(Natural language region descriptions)
——

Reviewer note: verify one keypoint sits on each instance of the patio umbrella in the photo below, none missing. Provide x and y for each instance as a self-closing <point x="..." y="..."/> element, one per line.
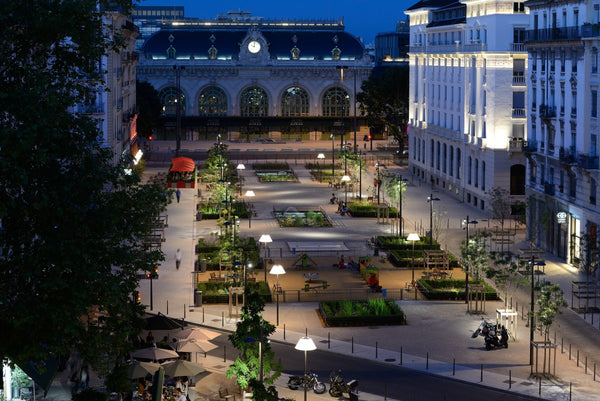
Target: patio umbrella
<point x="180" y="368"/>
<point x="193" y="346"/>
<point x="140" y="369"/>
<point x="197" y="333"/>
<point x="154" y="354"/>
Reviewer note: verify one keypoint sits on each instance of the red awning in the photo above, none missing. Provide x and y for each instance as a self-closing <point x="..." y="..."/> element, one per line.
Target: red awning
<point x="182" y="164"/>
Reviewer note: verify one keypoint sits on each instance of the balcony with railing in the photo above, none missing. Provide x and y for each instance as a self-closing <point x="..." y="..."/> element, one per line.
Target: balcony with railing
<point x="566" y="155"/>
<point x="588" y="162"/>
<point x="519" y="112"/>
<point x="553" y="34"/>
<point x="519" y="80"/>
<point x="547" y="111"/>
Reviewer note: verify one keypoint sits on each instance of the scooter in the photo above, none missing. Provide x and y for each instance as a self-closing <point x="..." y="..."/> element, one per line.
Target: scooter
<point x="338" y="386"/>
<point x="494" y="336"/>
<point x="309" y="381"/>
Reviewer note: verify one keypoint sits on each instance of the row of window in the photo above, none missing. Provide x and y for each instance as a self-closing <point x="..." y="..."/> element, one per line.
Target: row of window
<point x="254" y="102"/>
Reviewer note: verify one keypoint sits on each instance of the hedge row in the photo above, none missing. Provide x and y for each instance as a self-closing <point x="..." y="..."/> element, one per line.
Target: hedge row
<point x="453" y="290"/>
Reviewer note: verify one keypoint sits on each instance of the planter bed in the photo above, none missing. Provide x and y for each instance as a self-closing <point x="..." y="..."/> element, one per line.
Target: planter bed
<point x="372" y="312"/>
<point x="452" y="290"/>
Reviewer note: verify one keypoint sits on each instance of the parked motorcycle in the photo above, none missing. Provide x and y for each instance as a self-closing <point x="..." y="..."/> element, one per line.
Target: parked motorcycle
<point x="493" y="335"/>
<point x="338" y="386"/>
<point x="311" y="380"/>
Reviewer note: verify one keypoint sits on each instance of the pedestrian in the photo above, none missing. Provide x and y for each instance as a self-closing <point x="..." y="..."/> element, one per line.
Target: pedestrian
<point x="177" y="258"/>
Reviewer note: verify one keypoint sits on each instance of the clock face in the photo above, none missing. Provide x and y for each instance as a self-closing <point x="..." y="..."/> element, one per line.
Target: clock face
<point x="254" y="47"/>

——

## Exercise directions
Take each line from the records and copy it unchanged, leaving images out.

## Written solution
Reviewer note: verify one keypoint sits on each instance of the patio umbrella in the photo below, none missing. Provide x and y for each instance as a self-closing <point x="..." y="..."/> element, one per line.
Target: patio umbrella
<point x="180" y="368"/>
<point x="193" y="346"/>
<point x="140" y="369"/>
<point x="197" y="333"/>
<point x="154" y="354"/>
Reviewer note: verify one keypoint sits on each instance of the red awning in the photo above, none missing. Provide x and y for each instance as a self-closing <point x="..." y="..."/> element, one per line.
Target: red awning
<point x="182" y="164"/>
Reviewer note: verify one keypoint sits on each instance of the balcony with railing in the photo above, none missing. Provide x and y for each instance as a self-closing <point x="..." y="..."/> element, one per line.
Target: balcony with railing
<point x="566" y="155"/>
<point x="588" y="162"/>
<point x="519" y="112"/>
<point x="553" y="34"/>
<point x="519" y="80"/>
<point x="547" y="111"/>
Reviewer note: verify one keypoint sits on each instance of the scooter in the photo above, none missing. Provide x and y for each instance as a self-closing <point x="..." y="..."/> element, one per line.
Target: scooter
<point x="338" y="386"/>
<point x="494" y="336"/>
<point x="309" y="381"/>
Reviewer note: verify one keypoint sits on each instance of the row of window in the photo above, none missing. Provide x and y for each instance as a self-closing <point x="..." y="..."/> element, one per line.
Target: row of window
<point x="254" y="102"/>
Reviewer note: verify one keypoint sits on each instance of the hedge row in the photo above, none missing. Provide x and y for each instance as a self-closing <point x="..." y="..."/> element, one per line.
Target: hedge row
<point x="453" y="290"/>
Reviewer note: verify one keypoint sits on each instance of the planter bed in the photo above, none missing. Provide x and y for each instance as a self-closing <point x="..." y="..."/> element, one per line.
Target: planter bed
<point x="372" y="312"/>
<point x="452" y="290"/>
Reviewer note: verify one keypoint sits on each instance of the parked motorcycle in the photo above, none missing. Provide x and y for each instance as a self-closing <point x="..." y="..."/> element, one per line.
Target: parked motorcycle
<point x="493" y="335"/>
<point x="338" y="386"/>
<point x="311" y="380"/>
Reviewer note: verify one keypoint sits on each instance of the pedestrian in the photo above, none missing. Provide x and y for each instance as a self-closing <point x="..." y="..."/> element, one per line.
Target: pedestrian
<point x="177" y="258"/>
Reviewer note: verify one keypoint sits on each instance of the clock face in the photo above, none missing. Provide x and y for each instance as a self-closing <point x="..." y="..."/> element, one per line.
Target: clock face
<point x="254" y="47"/>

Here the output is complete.